What is expected
Return every line of the listing below exactly as it appears, leaving out the pictures.

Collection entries

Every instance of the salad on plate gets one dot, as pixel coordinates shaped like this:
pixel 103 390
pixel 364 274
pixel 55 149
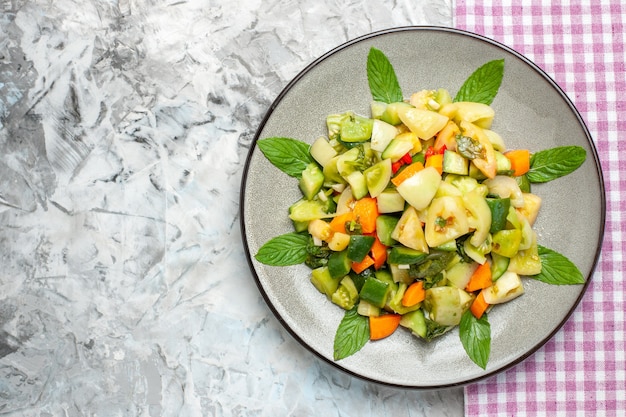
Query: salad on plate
pixel 417 216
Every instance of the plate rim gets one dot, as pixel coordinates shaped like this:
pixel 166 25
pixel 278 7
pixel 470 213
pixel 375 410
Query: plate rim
pixel 417 28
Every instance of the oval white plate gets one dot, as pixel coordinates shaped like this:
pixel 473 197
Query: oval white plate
pixel 531 112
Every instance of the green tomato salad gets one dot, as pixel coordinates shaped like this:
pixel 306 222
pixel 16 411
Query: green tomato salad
pixel 417 216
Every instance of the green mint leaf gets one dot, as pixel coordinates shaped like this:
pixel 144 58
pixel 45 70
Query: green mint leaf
pixel 550 164
pixel 475 336
pixel 382 78
pixel 556 269
pixel 484 83
pixel 289 155
pixel 284 250
pixel 352 334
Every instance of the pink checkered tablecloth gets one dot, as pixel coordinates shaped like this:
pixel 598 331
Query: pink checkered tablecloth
pixel 581 46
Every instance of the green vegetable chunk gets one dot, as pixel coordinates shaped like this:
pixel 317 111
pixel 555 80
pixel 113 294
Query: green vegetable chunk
pixel 359 246
pixel 375 292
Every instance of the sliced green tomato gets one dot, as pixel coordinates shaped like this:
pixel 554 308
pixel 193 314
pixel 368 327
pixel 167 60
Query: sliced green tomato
pixel 367 309
pixel 395 301
pixel 385 225
pixel 424 123
pixel 506 187
pixel 356 128
pixel 375 292
pixel 499 265
pixel 480 216
pixel 390 201
pixel 377 108
pixel 321 279
pixel 346 295
pixel 377 177
pixel 398 147
pixel 499 208
pixel 339 264
pixel 409 232
pixel 487 164
pixel 506 242
pixel 506 288
pixel 311 181
pixel 400 255
pixel 455 163
pixel 496 140
pixel 446 220
pixel 447 189
pixel 460 273
pixel 415 321
pixel 478 113
pixel 382 134
pixel 358 184
pixel 359 246
pixel 530 209
pixel 306 210
pixel 446 305
pixel 419 189
pixel 347 162
pixel 331 172
pixel 390 114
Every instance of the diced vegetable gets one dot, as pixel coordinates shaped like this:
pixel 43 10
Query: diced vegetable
pixel 384 325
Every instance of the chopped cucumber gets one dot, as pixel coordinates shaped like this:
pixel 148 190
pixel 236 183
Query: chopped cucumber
pixel 306 210
pixel 359 246
pixel 346 295
pixel 455 163
pixel 390 201
pixel 311 181
pixel 339 264
pixel 416 322
pixel 390 114
pixel 385 224
pixel 375 292
pixel 401 255
pixel 377 177
pixel 397 148
pixel 382 135
pixel 321 279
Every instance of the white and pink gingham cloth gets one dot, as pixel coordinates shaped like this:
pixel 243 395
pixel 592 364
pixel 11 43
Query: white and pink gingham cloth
pixel 582 370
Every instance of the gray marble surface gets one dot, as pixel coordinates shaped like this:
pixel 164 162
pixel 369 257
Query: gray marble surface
pixel 124 289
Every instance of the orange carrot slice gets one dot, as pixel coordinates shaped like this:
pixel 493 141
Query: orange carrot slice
pixel 520 161
pixel 481 278
pixel 407 172
pixel 414 294
pixel 383 326
pixel 479 305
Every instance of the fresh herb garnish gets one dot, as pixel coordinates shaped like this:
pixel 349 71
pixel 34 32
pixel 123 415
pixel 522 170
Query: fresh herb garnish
pixel 556 269
pixel 352 334
pixel 553 163
pixel 382 78
pixel 284 250
pixel 475 335
pixel 484 83
pixel 289 155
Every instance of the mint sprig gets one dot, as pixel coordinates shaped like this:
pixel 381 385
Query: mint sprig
pixel 553 163
pixel 352 334
pixel 284 250
pixel 382 78
pixel 556 269
pixel 289 155
pixel 475 335
pixel 484 83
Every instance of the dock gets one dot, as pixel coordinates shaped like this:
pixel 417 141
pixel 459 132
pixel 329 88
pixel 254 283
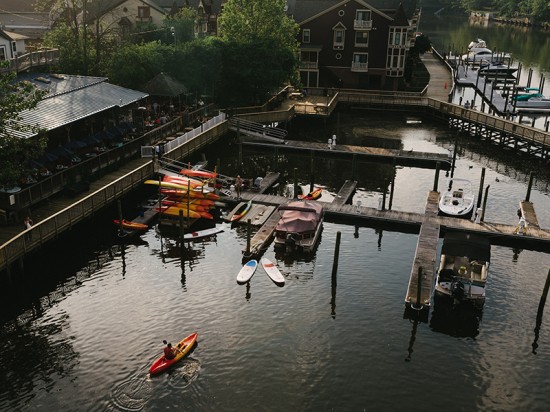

Exercise answer
Every instance of the salad on plate gets one dot, as pixel coordinates shaped like this:
pixel 103 390
pixel 364 274
pixel 55 149
Query: salad on plate
pixel 417 216
Every instance of the plate rim gets one dot, as pixel coordinates shaped like this:
pixel 166 25
pixel 278 7
pixel 470 213
pixel 375 410
Query: plate rim
pixel 417 28
Every instance of the oval white plate gets one dot, as pixel coordinates shaped like this:
pixel 473 197
Query: oval white plate
pixel 531 112
Every instance of the green tomato salad gets one dot, as pixel coordinates shaped like this:
pixel 306 222
pixel 16 411
Query: green tomato salad
pixel 417 216
Every instance of the green mint leaf gets one dot, as pixel coordinates shaped like this:
pixel 144 58
pixel 45 70
Query: green mint leaf
pixel 550 164
pixel 475 336
pixel 382 78
pixel 556 269
pixel 484 83
pixel 289 155
pixel 284 250
pixel 352 334
Every instance of the pink checkered tablecloth gets one dot, as pixel coordinates shaped like this:
pixel 598 331
Query: pink checkered tablecloth
pixel 581 46
Every instance of the green vegetable chunk gets one dot, as pixel coordinates shaped like this:
pixel 317 111
pixel 555 80
pixel 113 294
Query: green vegetable chunk
pixel 359 246
pixel 375 292
Every instance of the sliced green tomato gets one dot, as pixel coordinates shaped like this:
pixel 554 308
pixel 193 314
pixel 368 327
pixel 167 60
Query: sliced green tomato
pixel 367 309
pixel 395 301
pixel 385 225
pixel 424 123
pixel 506 187
pixel 356 128
pixel 375 292
pixel 499 265
pixel 480 216
pixel 390 201
pixel 377 108
pixel 321 279
pixel 346 295
pixel 377 177
pixel 398 147
pixel 499 208
pixel 339 264
pixel 409 232
pixel 487 164
pixel 506 242
pixel 506 288
pixel 311 181
pixel 400 255
pixel 455 163
pixel 496 140
pixel 446 220
pixel 447 189
pixel 460 273
pixel 415 321
pixel 478 113
pixel 382 134
pixel 358 184
pixel 359 246
pixel 530 209
pixel 306 210
pixel 446 305
pixel 419 189
pixel 347 162
pixel 331 172
pixel 390 114
Every instance of the diced vegetable gets one dot, as pixel coordinates shaped like this:
pixel 43 10
Query: diced vegetable
pixel 384 325
Every instance of the chopped cucumber gets one dot, as pixel coordinates shaped like this:
pixel 148 190
pixel 236 183
Query: chopped cucumber
pixel 306 210
pixel 359 246
pixel 346 295
pixel 455 163
pixel 390 201
pixel 311 181
pixel 339 264
pixel 416 322
pixel 390 114
pixel 385 224
pixel 375 292
pixel 401 255
pixel 377 177
pixel 397 148
pixel 382 135
pixel 321 279
Every instance of the white and pink gingham cloth gets one dot, as pixel coordinates shaped like this:
pixel 243 395
pixel 592 364
pixel 11 43
Query: white and pink gingham cloth
pixel 582 370
Every instance of the gray marble surface gets one dot, as pixel coordinates shaped like this:
pixel 164 162
pixel 369 257
Query: gray marble surface
pixel 124 289
Every instance of the orange carrot slice gets one dot, as pixel coordinates shaped like this:
pixel 493 141
Query: orange carrot slice
pixel 520 161
pixel 481 278
pixel 407 172
pixel 414 294
pixel 383 326
pixel 479 305
Every instance of the fresh herb garnish gets one dot, as pixel coordinates shaped like this:
pixel 349 71
pixel 34 32
pixel 123 415
pixel 522 170
Query: fresh herb garnish
pixel 556 269
pixel 352 334
pixel 553 163
pixel 382 78
pixel 284 250
pixel 475 335
pixel 484 83
pixel 289 155
Every instance of the mint sprig gets one dot, as pixel coordinates shaped like this:
pixel 381 385
Query: mint sprig
pixel 553 163
pixel 352 334
pixel 284 250
pixel 382 78
pixel 556 269
pixel 289 155
pixel 475 335
pixel 484 83
Every instance of the dock gets one dot, as pixel coordinates shaped like this:
pixel 417 141
pixel 459 132
pixel 329 88
pixel 254 283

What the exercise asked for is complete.